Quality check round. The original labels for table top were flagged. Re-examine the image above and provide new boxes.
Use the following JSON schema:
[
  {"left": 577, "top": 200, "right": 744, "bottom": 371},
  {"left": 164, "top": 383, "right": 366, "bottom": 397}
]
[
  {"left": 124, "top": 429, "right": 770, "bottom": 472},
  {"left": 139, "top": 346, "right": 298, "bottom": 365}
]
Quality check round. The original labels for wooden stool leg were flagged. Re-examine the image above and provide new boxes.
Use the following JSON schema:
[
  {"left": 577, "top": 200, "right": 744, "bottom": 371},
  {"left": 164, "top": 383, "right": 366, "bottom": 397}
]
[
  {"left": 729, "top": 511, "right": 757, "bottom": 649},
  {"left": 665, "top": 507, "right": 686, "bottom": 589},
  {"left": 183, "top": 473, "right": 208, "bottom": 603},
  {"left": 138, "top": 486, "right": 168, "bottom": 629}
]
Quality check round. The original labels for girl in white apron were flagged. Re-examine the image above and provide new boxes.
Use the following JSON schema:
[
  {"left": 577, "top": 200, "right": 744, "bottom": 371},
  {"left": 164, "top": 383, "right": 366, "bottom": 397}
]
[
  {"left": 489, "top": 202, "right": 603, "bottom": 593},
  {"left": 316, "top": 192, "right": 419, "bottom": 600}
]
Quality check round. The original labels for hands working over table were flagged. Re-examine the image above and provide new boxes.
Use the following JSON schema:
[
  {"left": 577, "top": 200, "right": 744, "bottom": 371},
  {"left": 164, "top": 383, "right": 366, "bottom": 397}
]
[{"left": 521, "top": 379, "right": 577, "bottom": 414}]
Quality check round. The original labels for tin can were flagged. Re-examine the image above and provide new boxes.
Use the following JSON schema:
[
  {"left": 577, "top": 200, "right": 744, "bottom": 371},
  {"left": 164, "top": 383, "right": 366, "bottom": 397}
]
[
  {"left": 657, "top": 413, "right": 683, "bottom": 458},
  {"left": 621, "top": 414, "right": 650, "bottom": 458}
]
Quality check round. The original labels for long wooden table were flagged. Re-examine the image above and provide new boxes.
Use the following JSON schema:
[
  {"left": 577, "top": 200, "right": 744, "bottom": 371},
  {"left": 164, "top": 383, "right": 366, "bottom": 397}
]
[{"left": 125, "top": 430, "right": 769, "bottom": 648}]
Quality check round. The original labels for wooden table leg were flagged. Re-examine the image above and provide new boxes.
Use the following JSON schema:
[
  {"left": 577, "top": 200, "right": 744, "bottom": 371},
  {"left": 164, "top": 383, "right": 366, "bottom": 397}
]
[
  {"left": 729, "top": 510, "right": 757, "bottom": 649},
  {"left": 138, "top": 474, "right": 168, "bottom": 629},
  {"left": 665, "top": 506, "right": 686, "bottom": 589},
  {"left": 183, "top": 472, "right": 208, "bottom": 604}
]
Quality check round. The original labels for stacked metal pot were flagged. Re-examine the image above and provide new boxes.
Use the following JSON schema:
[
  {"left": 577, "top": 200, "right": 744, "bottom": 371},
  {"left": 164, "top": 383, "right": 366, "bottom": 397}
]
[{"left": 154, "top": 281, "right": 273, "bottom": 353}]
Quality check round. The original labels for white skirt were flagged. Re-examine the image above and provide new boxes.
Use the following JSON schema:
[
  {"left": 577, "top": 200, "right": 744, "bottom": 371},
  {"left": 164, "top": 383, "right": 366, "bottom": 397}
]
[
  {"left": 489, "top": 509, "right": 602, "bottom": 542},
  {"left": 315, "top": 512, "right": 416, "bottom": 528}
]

★ ★ ★

Problem requirements:
Copy everything above word for word, from the line containing "Quality check round. The original labels for wooden table" down to the end of the items, including both ends.

Answer for this exercise:
Quality check round. The original labels for wooden table leg were flagged. Re-examine the image above and provide new boxes.
Use the following JSON schema:
[
  {"left": 577, "top": 200, "right": 744, "bottom": 371},
  {"left": 164, "top": 383, "right": 366, "bottom": 397}
]
[
  {"left": 729, "top": 510, "right": 757, "bottom": 649},
  {"left": 138, "top": 474, "right": 168, "bottom": 629},
  {"left": 665, "top": 506, "right": 686, "bottom": 589},
  {"left": 183, "top": 472, "right": 208, "bottom": 604}
]
Quality check round. The original labels for stacked metal pot were flagged. Re-examine the image above and provide new boxes.
Use the following JSON schema:
[
  {"left": 577, "top": 200, "right": 744, "bottom": 371},
  {"left": 164, "top": 383, "right": 366, "bottom": 397}
]
[{"left": 154, "top": 281, "right": 273, "bottom": 353}]
Quality check round. The original labels for white skirt were flagged. Re-examine the image above and provide new boxes.
Use the following JSON schema:
[
  {"left": 577, "top": 200, "right": 744, "bottom": 371},
  {"left": 164, "top": 383, "right": 366, "bottom": 397}
]
[
  {"left": 489, "top": 509, "right": 602, "bottom": 542},
  {"left": 315, "top": 512, "right": 416, "bottom": 528}
]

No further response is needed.